- _DATA LISTING_:

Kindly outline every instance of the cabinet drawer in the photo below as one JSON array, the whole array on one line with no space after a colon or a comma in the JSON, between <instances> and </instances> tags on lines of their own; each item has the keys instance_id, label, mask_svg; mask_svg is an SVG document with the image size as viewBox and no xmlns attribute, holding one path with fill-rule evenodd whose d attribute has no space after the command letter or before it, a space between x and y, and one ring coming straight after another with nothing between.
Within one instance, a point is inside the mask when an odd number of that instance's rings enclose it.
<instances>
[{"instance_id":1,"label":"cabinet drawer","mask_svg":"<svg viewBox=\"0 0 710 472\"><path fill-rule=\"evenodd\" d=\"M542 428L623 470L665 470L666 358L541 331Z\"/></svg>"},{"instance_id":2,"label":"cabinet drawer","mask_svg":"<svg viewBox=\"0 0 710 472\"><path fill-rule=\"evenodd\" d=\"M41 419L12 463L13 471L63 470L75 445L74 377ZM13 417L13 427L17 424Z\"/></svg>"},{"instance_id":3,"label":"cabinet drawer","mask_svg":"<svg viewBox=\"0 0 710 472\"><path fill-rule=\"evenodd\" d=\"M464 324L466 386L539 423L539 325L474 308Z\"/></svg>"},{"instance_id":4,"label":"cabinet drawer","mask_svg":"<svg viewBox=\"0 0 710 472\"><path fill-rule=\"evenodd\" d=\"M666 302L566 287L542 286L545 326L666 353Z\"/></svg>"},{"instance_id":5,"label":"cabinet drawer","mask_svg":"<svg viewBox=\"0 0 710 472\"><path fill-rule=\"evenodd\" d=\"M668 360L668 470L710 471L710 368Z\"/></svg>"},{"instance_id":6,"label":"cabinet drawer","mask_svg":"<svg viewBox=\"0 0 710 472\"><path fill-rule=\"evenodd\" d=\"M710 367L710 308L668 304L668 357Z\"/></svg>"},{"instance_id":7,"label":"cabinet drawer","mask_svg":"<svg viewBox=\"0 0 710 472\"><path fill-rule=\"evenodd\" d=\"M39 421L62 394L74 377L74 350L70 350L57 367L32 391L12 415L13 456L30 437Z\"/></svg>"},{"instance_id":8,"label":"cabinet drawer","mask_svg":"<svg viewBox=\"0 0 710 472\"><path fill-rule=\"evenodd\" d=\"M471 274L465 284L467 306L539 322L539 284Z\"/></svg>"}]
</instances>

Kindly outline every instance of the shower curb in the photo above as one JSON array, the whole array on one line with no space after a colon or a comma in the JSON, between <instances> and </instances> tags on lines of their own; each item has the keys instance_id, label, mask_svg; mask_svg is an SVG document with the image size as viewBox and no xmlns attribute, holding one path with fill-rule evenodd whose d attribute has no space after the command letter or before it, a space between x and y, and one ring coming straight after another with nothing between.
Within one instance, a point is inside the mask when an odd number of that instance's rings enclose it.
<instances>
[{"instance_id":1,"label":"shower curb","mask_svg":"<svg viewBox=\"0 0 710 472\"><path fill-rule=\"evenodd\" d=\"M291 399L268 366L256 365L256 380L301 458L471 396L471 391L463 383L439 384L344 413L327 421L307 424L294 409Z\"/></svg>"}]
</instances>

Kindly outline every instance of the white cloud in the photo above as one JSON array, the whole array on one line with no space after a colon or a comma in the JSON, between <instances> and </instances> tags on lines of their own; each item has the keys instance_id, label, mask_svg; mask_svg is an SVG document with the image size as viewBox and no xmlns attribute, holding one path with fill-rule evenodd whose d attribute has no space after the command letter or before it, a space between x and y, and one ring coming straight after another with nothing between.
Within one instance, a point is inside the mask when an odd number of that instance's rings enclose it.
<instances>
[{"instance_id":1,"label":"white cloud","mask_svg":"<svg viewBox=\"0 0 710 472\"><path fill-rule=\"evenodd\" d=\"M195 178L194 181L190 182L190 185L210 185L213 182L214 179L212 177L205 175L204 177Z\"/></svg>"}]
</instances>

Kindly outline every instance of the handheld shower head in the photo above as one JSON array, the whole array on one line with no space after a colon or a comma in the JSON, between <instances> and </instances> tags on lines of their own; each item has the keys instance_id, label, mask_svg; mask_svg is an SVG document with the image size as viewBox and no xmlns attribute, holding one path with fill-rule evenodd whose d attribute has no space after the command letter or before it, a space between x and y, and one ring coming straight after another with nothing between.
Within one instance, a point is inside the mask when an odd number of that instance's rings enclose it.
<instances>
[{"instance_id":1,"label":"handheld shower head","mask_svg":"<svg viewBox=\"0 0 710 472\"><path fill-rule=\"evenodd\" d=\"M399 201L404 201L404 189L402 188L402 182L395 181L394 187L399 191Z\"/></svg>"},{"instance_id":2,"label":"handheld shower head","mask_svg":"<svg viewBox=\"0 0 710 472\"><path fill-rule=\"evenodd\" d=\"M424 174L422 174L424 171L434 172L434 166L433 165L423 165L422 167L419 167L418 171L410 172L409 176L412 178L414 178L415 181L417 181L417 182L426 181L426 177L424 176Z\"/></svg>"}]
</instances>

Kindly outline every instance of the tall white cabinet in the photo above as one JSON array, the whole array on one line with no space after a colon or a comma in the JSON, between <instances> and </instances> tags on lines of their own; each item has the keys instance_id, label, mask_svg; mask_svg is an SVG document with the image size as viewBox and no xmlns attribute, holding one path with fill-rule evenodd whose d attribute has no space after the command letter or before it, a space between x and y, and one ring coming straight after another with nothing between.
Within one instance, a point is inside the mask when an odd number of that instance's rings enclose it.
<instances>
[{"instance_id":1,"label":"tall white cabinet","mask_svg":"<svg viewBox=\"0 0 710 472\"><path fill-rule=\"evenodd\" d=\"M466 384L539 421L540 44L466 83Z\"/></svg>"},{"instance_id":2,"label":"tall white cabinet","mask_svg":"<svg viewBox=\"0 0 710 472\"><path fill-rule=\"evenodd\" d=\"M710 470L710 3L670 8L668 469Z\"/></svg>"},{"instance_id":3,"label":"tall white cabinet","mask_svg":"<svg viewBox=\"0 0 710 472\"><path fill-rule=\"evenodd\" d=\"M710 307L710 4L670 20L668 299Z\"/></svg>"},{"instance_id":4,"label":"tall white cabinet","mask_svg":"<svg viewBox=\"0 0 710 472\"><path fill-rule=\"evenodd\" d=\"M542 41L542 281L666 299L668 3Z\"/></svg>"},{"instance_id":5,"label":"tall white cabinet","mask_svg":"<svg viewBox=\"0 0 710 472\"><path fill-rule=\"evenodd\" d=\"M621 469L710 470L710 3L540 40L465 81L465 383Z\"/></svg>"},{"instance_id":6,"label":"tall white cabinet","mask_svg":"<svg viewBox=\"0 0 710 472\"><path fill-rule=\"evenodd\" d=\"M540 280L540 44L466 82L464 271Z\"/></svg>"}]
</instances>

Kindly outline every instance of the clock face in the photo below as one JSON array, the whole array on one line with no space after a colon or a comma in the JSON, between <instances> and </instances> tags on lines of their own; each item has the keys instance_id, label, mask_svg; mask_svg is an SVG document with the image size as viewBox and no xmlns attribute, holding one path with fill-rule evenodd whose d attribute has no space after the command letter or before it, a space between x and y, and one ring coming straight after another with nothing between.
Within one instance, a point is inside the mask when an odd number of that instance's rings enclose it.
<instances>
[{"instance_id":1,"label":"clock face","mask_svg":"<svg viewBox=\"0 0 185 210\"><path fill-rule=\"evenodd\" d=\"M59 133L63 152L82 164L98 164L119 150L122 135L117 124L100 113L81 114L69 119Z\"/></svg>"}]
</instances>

- _WHAT THE EXERCISE ASKS_: Copy out the lines of the listing from the line containing "Kindly outline every instance of the clock" through the end of the listing, swapping "Kindly" for "Please" and leaving everything else unchanged.

- _FINAL RESULT_:
Please outline every instance of the clock face in the photo below as one JSON array, the whole array on one line with no space after a colon or a comma in the JSON, between <instances> and </instances> tags on lines of their own; each item has the keys instance_id, label, mask_svg; mask_svg is an SVG document with the image size as viewBox and no xmlns attribute, holding one path with fill-rule evenodd whose d attribute has no space after the command letter or before it, a space between x and y, and one ring coming straight after another with nothing between.
Within one instance, a point is inside the mask when an odd number of that instance's rings enclose it.
<instances>
[{"instance_id":1,"label":"clock face","mask_svg":"<svg viewBox=\"0 0 185 210\"><path fill-rule=\"evenodd\" d=\"M59 133L63 152L82 164L98 164L119 150L122 135L117 124L100 113L81 114L69 119Z\"/></svg>"}]
</instances>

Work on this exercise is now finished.